:: Given text ::

Induced Systemic Resistance (ISR)

Bacillus subtilis can induce the plant's defense mechanisms, leading to a phenomenon known as induced systemic resistance. This helps plants resist attacks from various pathogens. B. subtilis is able to do so by stimulating the production of both jasmonic and salicylic acids, molecules that play key roles in activating defence mechanisms against pests and pathogens.

Nutrient Solubilization

Bacillus subtilis has the ability to solubilize inorganic phosphates in the soil. Phosphorus is an essential nutrient for plant growth, and in many soils, phosphates may be present in insoluble forms. B. subtilis produces organic acids, such as citric and gluconic acids, which can convert insoluble phosphates into soluble forms that are more easily taken up by plant roots.

B. subtilis also produces siderophores, which are molecules that can chelate iron. Chelation makes iron more available to plants by preventing it from forming insoluble precipitates in the soil. Iron is a critical micronutrient for plants, and increased availability supports healthier growth.

:::
:: Material supplied ::

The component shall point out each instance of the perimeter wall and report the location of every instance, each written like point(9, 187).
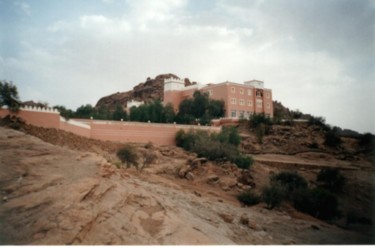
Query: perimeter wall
point(136, 132)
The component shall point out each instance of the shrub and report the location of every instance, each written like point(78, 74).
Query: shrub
point(217, 147)
point(291, 181)
point(228, 135)
point(148, 157)
point(332, 139)
point(249, 198)
point(318, 202)
point(243, 162)
point(257, 119)
point(325, 204)
point(319, 121)
point(127, 154)
point(303, 201)
point(273, 195)
point(331, 179)
point(366, 140)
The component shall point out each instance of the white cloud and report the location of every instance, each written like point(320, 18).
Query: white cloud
point(79, 60)
point(23, 7)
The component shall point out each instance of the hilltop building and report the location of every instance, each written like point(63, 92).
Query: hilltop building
point(241, 100)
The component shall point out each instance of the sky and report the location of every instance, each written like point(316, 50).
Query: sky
point(316, 56)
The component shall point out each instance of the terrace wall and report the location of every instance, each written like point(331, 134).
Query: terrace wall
point(136, 132)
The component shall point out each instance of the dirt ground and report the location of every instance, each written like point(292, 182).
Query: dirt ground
point(69, 191)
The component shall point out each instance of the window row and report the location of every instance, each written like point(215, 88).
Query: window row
point(243, 114)
point(233, 101)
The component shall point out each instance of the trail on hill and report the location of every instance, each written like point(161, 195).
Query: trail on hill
point(53, 195)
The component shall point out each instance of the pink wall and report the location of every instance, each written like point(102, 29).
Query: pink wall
point(136, 132)
point(78, 130)
point(163, 134)
point(37, 118)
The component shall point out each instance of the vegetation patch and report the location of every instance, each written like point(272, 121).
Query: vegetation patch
point(221, 146)
point(249, 198)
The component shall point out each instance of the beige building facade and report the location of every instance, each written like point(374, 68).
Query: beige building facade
point(240, 100)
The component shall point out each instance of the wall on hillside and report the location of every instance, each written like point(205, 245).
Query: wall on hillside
point(162, 134)
point(136, 132)
point(43, 117)
point(75, 127)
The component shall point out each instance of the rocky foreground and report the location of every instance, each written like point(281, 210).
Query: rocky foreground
point(53, 195)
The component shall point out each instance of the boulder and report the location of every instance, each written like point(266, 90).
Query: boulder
point(212, 179)
point(197, 162)
point(227, 217)
point(190, 176)
point(183, 171)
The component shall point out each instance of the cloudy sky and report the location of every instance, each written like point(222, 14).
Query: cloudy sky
point(317, 56)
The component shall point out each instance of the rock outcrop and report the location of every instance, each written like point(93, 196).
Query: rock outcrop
point(151, 89)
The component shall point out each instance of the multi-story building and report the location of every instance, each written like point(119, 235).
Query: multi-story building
point(240, 100)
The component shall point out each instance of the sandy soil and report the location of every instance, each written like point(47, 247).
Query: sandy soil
point(53, 195)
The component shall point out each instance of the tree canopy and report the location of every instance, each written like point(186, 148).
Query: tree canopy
point(9, 96)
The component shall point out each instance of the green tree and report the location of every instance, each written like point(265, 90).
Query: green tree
point(168, 113)
point(201, 108)
point(64, 112)
point(9, 96)
point(291, 181)
point(273, 195)
point(216, 108)
point(119, 113)
point(102, 113)
point(331, 179)
point(84, 111)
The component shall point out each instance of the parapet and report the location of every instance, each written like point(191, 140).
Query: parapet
point(173, 84)
point(255, 83)
point(174, 80)
point(39, 109)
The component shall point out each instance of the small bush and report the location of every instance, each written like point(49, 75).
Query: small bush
point(216, 147)
point(258, 119)
point(319, 121)
point(367, 140)
point(332, 139)
point(318, 202)
point(331, 179)
point(128, 154)
point(249, 198)
point(313, 145)
point(273, 195)
point(290, 180)
point(243, 162)
point(303, 201)
point(149, 145)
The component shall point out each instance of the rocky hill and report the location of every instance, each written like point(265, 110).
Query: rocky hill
point(151, 89)
point(69, 189)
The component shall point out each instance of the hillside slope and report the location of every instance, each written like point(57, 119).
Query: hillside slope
point(151, 89)
point(55, 195)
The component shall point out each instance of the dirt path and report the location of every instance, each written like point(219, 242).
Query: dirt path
point(53, 195)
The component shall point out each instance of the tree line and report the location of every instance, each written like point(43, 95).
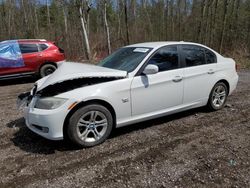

:::

> _Things to do_:
- A) Translate this sentence from the Bacillus subtilis text into Spanish: "Phosphorus is an essential nutrient for plant growth, and in many soils, phosphates may be present in insoluble forms."
- B) Return the stretch of the Bacillus subtilis text from "Induced Systemic Resistance (ISR)" through "pests and pathogens.", copied without any changes.

> _Numbered answers_:
- A) El fósforo es un nutriente esencial para el crecimiento de las plantas y, en muchos suelos, los fosfatos pueden estar presentes en formas insolubles.

- B)
Induced Systemic Resistance (ISR)

Bacillus subtilis can induce the plant's defense mechanisms, leading to a phenomenon known as induced systemic resistance. This helps plants resist attacks from various pathogens. B. subtilis is able to do so by stimulating the production of both jasmonic and salicylic acids, molecules that play key roles in activating defence mechanisms against pests and pathogens.